§ Task description
Transcribe the entries that follow, every word as written, and drop the pictures.

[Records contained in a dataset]
▽

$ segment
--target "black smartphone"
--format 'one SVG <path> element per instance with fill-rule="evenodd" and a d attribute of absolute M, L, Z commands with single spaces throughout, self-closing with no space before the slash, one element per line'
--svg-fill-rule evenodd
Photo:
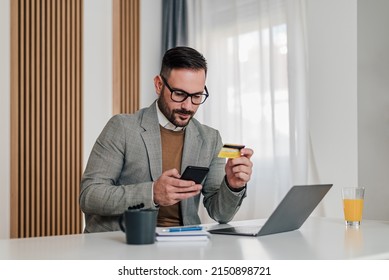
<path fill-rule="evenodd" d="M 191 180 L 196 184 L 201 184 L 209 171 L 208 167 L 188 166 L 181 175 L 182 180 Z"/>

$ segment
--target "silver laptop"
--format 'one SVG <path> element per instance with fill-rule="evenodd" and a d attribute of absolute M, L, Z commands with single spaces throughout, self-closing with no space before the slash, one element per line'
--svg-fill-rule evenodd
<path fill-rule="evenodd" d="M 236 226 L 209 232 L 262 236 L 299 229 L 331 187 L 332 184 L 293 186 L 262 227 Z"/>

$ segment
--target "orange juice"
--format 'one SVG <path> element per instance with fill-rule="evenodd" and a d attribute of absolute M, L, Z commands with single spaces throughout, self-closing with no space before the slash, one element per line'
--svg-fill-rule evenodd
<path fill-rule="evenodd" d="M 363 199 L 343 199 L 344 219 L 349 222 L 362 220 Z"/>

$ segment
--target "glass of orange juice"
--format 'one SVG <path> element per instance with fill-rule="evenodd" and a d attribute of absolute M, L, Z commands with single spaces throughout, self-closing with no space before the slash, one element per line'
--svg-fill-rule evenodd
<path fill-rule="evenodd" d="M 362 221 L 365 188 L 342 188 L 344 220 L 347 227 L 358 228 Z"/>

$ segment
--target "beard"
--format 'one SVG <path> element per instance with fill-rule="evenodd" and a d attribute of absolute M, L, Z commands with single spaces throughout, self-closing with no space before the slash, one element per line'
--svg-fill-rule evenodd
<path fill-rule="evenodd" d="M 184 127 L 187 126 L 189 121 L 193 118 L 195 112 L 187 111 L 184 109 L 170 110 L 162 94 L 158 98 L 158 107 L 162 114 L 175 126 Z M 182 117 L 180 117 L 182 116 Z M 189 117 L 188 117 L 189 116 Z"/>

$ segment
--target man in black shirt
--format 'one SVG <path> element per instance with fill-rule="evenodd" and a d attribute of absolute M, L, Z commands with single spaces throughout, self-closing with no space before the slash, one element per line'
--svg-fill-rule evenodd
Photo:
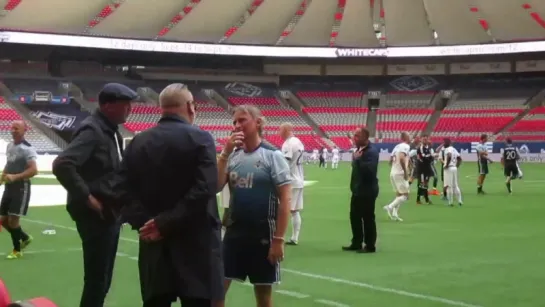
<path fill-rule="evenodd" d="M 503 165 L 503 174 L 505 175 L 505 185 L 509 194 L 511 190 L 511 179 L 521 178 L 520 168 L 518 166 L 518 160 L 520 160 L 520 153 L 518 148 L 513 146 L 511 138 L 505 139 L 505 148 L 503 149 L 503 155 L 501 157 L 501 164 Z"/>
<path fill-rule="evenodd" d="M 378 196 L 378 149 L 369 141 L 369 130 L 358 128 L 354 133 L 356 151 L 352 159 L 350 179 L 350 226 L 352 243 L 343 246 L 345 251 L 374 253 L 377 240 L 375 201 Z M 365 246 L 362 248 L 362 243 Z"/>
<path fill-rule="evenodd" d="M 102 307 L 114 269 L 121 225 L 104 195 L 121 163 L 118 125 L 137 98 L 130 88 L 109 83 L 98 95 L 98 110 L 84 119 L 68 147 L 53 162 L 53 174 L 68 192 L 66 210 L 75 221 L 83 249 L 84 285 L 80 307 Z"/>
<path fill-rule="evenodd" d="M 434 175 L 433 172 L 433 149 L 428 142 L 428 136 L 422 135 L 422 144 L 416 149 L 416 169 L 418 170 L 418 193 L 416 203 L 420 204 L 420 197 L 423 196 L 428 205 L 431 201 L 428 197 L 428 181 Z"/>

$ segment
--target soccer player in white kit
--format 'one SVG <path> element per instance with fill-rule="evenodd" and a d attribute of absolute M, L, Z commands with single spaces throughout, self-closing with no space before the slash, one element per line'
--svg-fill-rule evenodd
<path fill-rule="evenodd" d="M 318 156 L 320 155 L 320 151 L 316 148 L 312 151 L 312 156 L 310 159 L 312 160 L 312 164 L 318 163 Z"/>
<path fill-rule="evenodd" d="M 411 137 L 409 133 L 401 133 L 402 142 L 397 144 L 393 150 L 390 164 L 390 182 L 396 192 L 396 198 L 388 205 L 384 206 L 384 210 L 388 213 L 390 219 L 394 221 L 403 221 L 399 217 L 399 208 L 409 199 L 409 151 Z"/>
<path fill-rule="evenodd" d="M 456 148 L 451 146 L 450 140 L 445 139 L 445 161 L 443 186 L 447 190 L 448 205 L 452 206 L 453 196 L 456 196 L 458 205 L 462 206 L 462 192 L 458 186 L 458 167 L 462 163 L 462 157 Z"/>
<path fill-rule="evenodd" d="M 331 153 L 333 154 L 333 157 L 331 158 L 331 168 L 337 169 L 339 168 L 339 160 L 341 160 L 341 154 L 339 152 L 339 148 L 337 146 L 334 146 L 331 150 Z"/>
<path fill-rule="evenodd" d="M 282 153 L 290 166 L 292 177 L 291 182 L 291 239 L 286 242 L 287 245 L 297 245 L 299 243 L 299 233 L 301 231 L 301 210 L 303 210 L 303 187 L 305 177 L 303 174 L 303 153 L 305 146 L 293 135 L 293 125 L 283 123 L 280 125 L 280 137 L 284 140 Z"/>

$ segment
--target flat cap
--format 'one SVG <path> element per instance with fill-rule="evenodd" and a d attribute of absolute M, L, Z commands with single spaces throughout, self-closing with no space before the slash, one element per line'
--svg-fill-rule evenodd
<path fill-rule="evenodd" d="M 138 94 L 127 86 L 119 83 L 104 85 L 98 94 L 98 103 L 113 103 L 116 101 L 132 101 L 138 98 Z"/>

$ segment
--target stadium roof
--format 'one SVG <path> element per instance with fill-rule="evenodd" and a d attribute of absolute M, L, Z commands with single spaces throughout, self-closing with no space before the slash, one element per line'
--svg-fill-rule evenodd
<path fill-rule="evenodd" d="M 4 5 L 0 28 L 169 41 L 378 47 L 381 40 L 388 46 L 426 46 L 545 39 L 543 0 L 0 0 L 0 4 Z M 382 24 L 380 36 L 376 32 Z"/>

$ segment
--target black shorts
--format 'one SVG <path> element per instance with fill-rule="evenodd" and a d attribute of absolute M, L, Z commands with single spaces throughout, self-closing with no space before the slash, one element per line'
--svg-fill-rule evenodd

△

§ Worked solution
$ segment
--target "black smartphone"
--format 'one SVG <path> element per instance with fill-rule="evenodd" and a d attribute of absolute M, L, Z commands with single spaces throughout, self-closing with no space before the slash, one element per line'
--svg-fill-rule evenodd
Photo:
<path fill-rule="evenodd" d="M 191 180 L 196 184 L 201 184 L 209 171 L 208 167 L 188 166 L 181 175 L 182 180 Z"/>

$ segment
--target "silver laptop"
--format 'one SVG <path> element per instance with fill-rule="evenodd" and a d attribute of absolute M, L, Z commands with single spaces throughout, self-closing with no space before the slash, one element per line'
--svg-fill-rule evenodd
<path fill-rule="evenodd" d="M 236 226 L 209 232 L 262 236 L 299 229 L 331 187 L 332 184 L 293 186 L 262 227 Z"/>

$ segment
--target "orange juice"
--format 'one SVG <path> element per instance with fill-rule="evenodd" and a d attribute of absolute M, L, Z commands with single spaces throughout, self-closing with no space before the slash, one element per line'
--svg-fill-rule evenodd
<path fill-rule="evenodd" d="M 363 199 L 343 199 L 344 219 L 349 222 L 362 220 Z"/>

$ segment
--target "glass of orange juice"
--format 'one SVG <path> element per instance with fill-rule="evenodd" and a d attribute of absolute M, L, Z commands with single spaces throughout, self-closing with no space before the slash, one element per line'
--svg-fill-rule evenodd
<path fill-rule="evenodd" d="M 362 221 L 365 188 L 342 188 L 344 220 L 347 227 L 358 228 Z"/>

$ segment
--target "beard"
--format 'one SVG <path> element per instance with fill-rule="evenodd" and a d attribute of absolute M, L, Z commands with single spaces throughout, self-closing with no space before the slash, one element per line'
--svg-fill-rule evenodd
<path fill-rule="evenodd" d="M 184 127 L 187 126 L 189 121 L 193 118 L 195 112 L 187 111 L 184 109 L 170 110 L 162 94 L 158 98 L 158 107 L 162 114 L 175 126 Z M 182 117 L 180 117 L 182 116 Z M 189 117 L 188 117 L 189 116 Z"/>

$ segment
--target man in black shirt
--format 'one SVG <path> element per instance with fill-rule="evenodd" and a d attribute of absolute M, L, Z commands with single spaces throughout, self-closing with no space before the slash, one element per line'
--svg-fill-rule evenodd
Photo:
<path fill-rule="evenodd" d="M 503 165 L 503 174 L 505 175 L 505 185 L 509 194 L 511 190 L 511 179 L 521 178 L 520 168 L 518 166 L 518 160 L 520 160 L 520 153 L 518 148 L 513 146 L 511 138 L 505 139 L 505 148 L 503 149 L 503 155 L 501 157 L 501 164 Z"/>
<path fill-rule="evenodd" d="M 378 196 L 378 149 L 369 141 L 369 130 L 358 128 L 354 133 L 356 151 L 352 159 L 350 179 L 350 226 L 352 243 L 343 246 L 345 251 L 374 253 L 377 240 L 375 201 Z M 365 246 L 362 248 L 362 243 Z"/>
<path fill-rule="evenodd" d="M 102 307 L 114 269 L 121 225 L 104 195 L 121 163 L 118 125 L 137 98 L 130 88 L 109 83 L 98 95 L 98 110 L 84 119 L 68 147 L 53 162 L 53 174 L 68 192 L 66 210 L 75 221 L 83 249 L 84 285 L 80 307 Z"/>
<path fill-rule="evenodd" d="M 434 175 L 433 172 L 433 149 L 428 142 L 428 136 L 422 135 L 422 144 L 416 149 L 416 169 L 418 170 L 418 193 L 416 203 L 420 204 L 420 197 L 423 196 L 428 205 L 431 201 L 428 197 L 428 181 Z"/>

$ segment
--target soccer player in white kit
--format 'one SVG <path> element per instance with fill-rule="evenodd" and a d attribute of absolute M, L, Z commands with single spaces throughout, self-closing with no space before the slash, one element per line'
--svg-fill-rule evenodd
<path fill-rule="evenodd" d="M 318 156 L 320 155 L 320 151 L 316 148 L 312 151 L 312 156 L 310 159 L 312 160 L 312 164 L 318 163 Z"/>
<path fill-rule="evenodd" d="M 411 137 L 409 133 L 401 133 L 402 142 L 397 144 L 393 150 L 390 164 L 390 182 L 396 192 L 396 198 L 388 205 L 384 206 L 384 210 L 388 213 L 390 219 L 394 221 L 403 221 L 399 217 L 399 208 L 409 199 L 409 151 Z"/>
<path fill-rule="evenodd" d="M 456 148 L 451 146 L 450 140 L 445 139 L 445 161 L 443 186 L 447 190 L 448 205 L 452 206 L 453 196 L 456 196 L 458 205 L 462 206 L 462 192 L 458 186 L 458 167 L 462 163 L 462 157 Z"/>
<path fill-rule="evenodd" d="M 331 153 L 333 154 L 333 157 L 331 158 L 331 168 L 337 169 L 339 168 L 339 160 L 341 160 L 341 154 L 339 152 L 339 148 L 337 146 L 334 146 L 331 150 Z"/>
<path fill-rule="evenodd" d="M 282 153 L 290 166 L 292 177 L 291 182 L 291 239 L 286 242 L 287 245 L 297 245 L 299 243 L 299 233 L 301 231 L 301 210 L 303 210 L 303 187 L 305 177 L 303 174 L 303 153 L 305 146 L 293 135 L 293 125 L 283 123 L 280 125 L 280 137 L 284 140 Z"/>

$ segment
--target flat cap
--format 'one SVG <path> element per instance with fill-rule="evenodd" and a d attribute of absolute M, L, Z commands with single spaces throughout, self-closing with no space before the slash, one element per line'
--svg-fill-rule evenodd
<path fill-rule="evenodd" d="M 138 94 L 127 86 L 119 83 L 104 85 L 98 94 L 98 103 L 113 103 L 116 101 L 132 101 L 138 98 Z"/>

$ segment
--target stadium roof
--format 'one SVG <path> element per instance with fill-rule="evenodd" and a d attribute of absolute M, L, Z commands with single spaces throughout, self-closing with no space before the slash, one element per line'
--svg-fill-rule evenodd
<path fill-rule="evenodd" d="M 4 5 L 0 28 L 169 41 L 378 47 L 381 40 L 388 46 L 426 46 L 545 39 L 543 0 L 0 0 L 0 4 Z M 382 24 L 380 36 L 376 32 Z"/>

$ segment
--target black shorts
--format 'one SVG <path> element per instance with fill-rule="evenodd" and a d attribute of absolute M, L, Z commands with single spaces throughout, self-closing with no space before the slash, one element per line'
--svg-fill-rule evenodd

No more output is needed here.